(Data begins)
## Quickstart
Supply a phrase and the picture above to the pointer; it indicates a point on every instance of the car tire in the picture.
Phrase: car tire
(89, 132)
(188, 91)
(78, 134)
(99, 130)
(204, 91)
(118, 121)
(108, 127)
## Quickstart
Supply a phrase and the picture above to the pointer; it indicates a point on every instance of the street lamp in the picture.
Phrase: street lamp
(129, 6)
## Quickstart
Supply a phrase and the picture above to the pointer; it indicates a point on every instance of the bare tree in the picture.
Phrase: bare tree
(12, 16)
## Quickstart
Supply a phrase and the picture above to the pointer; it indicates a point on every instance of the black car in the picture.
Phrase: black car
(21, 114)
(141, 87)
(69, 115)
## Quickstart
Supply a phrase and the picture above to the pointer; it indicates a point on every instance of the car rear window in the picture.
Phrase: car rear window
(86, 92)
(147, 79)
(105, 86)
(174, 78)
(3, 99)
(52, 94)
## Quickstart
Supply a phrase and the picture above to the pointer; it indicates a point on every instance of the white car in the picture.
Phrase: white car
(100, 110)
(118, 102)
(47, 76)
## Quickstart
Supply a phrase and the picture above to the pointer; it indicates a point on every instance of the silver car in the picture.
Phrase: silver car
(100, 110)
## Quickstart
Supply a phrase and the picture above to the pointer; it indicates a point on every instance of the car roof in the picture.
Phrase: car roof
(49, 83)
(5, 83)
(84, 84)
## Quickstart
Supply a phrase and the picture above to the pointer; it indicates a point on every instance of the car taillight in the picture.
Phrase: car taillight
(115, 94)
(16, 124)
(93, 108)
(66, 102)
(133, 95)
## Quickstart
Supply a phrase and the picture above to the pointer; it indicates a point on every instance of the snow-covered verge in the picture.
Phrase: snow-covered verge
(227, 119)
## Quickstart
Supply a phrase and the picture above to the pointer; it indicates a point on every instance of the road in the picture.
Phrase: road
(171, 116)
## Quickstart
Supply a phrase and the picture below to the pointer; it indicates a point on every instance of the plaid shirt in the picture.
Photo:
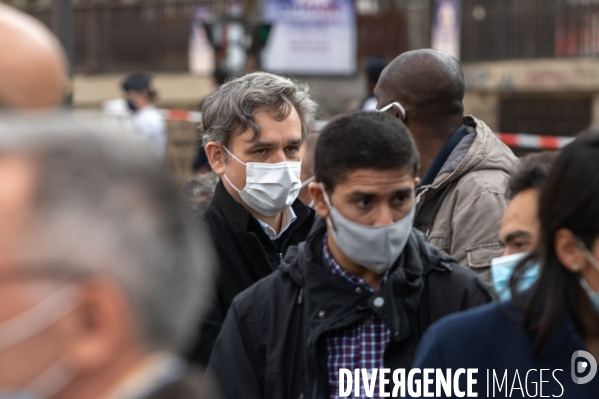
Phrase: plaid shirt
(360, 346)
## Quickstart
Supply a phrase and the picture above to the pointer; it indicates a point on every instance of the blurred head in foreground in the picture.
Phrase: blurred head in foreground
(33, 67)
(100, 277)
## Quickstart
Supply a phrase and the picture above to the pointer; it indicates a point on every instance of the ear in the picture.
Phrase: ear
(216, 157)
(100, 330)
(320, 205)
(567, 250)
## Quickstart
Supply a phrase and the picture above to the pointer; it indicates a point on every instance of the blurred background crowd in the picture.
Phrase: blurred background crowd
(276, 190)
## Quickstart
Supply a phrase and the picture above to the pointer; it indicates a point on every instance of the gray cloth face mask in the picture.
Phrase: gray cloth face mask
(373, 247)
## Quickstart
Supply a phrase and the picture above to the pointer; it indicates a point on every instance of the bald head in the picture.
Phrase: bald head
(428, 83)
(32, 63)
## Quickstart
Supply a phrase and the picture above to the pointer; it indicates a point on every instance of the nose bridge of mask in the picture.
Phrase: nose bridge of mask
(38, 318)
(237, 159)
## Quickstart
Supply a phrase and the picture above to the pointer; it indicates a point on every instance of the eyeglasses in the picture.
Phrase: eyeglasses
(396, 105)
(Data ends)
(Data begins)
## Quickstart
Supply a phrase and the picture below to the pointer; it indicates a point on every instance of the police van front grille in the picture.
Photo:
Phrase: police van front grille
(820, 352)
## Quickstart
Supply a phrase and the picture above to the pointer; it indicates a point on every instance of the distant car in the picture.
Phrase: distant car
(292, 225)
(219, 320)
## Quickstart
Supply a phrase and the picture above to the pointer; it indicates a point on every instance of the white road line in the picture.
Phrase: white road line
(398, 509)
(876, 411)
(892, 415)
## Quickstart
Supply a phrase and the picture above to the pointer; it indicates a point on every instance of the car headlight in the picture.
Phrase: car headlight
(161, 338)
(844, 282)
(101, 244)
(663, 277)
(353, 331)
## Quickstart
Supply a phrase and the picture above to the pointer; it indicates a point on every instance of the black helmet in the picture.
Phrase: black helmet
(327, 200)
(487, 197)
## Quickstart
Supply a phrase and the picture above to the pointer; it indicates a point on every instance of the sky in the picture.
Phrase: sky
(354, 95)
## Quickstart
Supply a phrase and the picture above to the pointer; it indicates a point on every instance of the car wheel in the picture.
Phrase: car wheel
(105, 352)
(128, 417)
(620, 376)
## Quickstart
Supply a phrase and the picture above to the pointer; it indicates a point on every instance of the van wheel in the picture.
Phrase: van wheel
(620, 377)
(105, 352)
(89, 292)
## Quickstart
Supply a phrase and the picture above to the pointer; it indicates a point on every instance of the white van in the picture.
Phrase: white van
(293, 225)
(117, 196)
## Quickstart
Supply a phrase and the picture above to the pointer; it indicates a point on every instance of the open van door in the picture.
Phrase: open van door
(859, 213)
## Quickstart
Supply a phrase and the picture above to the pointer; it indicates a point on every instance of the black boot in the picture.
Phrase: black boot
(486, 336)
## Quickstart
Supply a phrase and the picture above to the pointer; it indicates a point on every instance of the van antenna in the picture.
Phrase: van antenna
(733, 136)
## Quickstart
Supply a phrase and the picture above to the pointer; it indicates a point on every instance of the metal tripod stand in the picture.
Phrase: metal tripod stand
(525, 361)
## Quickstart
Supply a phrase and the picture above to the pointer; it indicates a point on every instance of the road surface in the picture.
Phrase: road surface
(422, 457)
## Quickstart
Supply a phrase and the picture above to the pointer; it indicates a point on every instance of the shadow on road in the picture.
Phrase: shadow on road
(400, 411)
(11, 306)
(Data ends)
◆ Exercise prompt ◆
Filter the data above down to lines with the word "below", and copy them.

◆ Output of the exercise ◆
Supply a phrase and the picture below to the pointer; it indicates a point on every instance of the plaid shirt in the picture.
Supply a phrase and the picture below to the pointer; it indicates a point on every instance of the police van front grille in the picture.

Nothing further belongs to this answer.